> [TEXT PASSAGE]
** Start **
# Trigano Tribute 560



## Molenoux (Aug 26, 2010)

Hi,

We have just bought a 2005 Trigano Tribute 650 and find the seats/beds are very soft.

We are thinking of renewing these.

The question is,

1. Should we fit firmer foam interiors the same thickness as original, or

2. Should we fit a firmer foam and thicker material?

The covers are in quite good nick.

Any suggestions would be appreciated.

Molenoux


----------



## Pammy (Jun 2, 2005)

We just put extra slats under the beds as there didn't seem to be enough support. Has made a difference though. The foam cushions seem to be okay.

Pammy


----------



## Otto-de-froste (May 20, 2005)

I think there may be some confusion

The Tribute 650 wasn't produced until 2007, so you either have the older Fiat Ducato based Tribute or the year you have stated is incorrect

But that what matters at the moment is your comfort when using the van

We bought one of the first 650s to be supplied in May 2007, and found out very quickly:
1 - The cushion density is too thin to offer support for comfortable sleep
2 - The seat heights are too high to permit feet to touch the floor when seated

Therefore I would suggest a higher density, better quality foam, but don't increase the thickness

If you have a 650 then I would question the durability of the cover material, as ours was showing wear within 6 months

In my opinion the new Tribute range has gone upmarket in kit and style, but the earlier models were probably better made and with more durable materials

However I am only one owner, and others may have different experiences

O


----------



## Molenoux (Aug 26, 2010)

*TRIGANO TRIBUTE*

Thank you Otto de Froste,

Now I understand why the vehicle docs don't mention 650 or anything like that, I have managed to find mention of Fiat Ducato 15 LWB.

Ist Registered 2005.

Our seats are the right height, and we looked at a new Tribute, but were put off by the seat heights.

I'm grateful to you for your post.

Thanks

Molenoux


----------
** End **
> [EXCERPTED RECORDS]
** Start **
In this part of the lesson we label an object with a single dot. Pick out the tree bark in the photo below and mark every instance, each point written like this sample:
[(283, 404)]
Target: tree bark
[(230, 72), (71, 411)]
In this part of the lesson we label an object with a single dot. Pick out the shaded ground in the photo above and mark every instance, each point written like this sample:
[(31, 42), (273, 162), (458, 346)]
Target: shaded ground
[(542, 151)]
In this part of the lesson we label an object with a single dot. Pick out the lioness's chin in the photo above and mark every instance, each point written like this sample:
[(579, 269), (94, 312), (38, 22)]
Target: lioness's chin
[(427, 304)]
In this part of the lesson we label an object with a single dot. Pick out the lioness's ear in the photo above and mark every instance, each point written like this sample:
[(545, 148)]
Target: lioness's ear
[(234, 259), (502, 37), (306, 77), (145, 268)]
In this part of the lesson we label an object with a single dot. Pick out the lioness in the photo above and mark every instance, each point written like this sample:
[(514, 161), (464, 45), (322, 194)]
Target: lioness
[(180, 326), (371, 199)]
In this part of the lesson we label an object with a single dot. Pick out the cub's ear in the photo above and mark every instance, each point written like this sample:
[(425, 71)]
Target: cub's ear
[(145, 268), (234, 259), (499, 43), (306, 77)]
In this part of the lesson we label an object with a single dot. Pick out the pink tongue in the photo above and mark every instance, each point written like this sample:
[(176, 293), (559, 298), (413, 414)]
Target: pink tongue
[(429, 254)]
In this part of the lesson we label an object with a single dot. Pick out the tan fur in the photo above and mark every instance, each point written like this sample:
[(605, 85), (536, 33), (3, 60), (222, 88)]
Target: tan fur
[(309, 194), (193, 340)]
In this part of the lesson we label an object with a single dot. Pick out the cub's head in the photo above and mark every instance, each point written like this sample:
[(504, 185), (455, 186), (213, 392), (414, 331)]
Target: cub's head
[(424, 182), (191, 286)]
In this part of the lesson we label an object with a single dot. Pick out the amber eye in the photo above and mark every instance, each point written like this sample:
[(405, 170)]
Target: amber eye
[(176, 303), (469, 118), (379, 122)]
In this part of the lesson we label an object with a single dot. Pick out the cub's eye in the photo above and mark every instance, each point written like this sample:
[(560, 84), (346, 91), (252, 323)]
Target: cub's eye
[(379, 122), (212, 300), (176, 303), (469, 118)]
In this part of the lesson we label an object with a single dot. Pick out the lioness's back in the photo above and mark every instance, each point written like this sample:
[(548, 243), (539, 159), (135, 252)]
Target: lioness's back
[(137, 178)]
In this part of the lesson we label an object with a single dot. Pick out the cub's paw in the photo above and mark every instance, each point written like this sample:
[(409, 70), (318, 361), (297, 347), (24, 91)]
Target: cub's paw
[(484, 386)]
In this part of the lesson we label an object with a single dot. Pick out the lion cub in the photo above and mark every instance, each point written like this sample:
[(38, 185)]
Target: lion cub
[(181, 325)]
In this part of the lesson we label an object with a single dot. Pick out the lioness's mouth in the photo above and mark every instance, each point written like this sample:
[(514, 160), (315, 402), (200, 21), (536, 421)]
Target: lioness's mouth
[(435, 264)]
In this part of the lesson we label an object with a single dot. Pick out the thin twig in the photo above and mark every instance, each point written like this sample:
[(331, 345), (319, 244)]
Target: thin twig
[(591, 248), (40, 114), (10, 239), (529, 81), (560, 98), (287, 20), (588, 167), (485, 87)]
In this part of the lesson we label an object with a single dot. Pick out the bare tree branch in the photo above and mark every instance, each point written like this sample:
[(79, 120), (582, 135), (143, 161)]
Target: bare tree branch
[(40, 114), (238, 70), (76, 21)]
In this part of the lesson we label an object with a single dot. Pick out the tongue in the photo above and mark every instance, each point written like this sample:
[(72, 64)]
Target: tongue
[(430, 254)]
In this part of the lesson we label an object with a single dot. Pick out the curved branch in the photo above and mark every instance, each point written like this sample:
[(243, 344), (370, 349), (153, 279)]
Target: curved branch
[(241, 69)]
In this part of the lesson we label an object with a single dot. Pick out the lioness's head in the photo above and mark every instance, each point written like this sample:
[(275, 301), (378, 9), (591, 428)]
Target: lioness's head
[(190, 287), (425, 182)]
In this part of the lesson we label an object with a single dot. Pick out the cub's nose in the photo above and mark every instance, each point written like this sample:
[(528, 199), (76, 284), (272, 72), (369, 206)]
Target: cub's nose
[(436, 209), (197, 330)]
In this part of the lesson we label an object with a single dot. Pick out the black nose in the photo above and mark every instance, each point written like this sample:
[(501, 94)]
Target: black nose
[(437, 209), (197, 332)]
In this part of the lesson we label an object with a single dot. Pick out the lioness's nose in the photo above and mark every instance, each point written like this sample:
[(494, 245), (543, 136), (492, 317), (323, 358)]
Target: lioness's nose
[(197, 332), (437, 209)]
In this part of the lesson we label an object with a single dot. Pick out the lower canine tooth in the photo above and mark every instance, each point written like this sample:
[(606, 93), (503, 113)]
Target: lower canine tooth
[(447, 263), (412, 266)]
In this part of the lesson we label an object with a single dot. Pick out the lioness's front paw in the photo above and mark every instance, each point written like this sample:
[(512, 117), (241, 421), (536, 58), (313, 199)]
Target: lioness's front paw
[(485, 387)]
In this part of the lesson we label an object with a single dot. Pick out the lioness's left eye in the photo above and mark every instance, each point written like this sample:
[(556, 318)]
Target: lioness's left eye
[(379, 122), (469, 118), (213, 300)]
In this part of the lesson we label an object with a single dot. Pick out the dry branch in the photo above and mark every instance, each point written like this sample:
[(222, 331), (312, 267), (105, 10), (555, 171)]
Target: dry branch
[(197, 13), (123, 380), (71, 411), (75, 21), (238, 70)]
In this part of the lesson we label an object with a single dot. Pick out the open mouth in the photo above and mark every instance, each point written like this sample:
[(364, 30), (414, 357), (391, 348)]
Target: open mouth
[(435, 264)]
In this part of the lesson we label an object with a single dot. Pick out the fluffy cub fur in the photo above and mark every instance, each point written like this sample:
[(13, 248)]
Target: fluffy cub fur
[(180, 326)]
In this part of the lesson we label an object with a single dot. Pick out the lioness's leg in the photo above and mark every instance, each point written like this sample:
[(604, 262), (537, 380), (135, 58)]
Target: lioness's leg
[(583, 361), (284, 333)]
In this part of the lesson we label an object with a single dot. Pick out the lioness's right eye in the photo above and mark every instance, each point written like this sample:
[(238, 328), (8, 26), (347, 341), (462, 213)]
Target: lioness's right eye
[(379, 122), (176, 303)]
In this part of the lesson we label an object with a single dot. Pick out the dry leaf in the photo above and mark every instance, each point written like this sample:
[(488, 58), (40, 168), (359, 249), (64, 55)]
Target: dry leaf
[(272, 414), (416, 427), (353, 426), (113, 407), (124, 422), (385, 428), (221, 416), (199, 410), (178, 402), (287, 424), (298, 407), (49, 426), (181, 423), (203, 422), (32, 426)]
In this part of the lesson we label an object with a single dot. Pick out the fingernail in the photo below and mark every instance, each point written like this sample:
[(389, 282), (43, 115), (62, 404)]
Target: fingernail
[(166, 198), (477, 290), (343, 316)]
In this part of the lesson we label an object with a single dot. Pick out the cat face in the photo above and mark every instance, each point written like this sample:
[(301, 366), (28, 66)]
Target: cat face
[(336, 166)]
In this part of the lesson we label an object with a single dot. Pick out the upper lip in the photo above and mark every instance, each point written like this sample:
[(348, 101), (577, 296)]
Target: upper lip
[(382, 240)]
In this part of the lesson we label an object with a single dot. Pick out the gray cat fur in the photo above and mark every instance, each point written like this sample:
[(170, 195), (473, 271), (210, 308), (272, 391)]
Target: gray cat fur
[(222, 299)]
** End **
> [TASKS FOR THIS EXERCISE]
1 – List every distinct username that heads a post in the Trigano Tribute thread.
2 – Reproduce word for word the part of the Trigano Tribute thread that opens with the words containing "We have just" and closes with "quite good nick.".
The data have no connection to the Trigano Tribute thread.

> [ANSWERS PER TASK]
1 – Molenoux, Pammy, Otto-de-froste

2 –
We have just bought a 2005 Trigano Tribute 650 and find the seats/beds are very soft.

We are thinking of renewing these.

The question is,

1. Should we fit firmer foam interiors the same thickness as original, or

2. Should we fit a firmer foam and thicker material?

The covers are in quite good nick.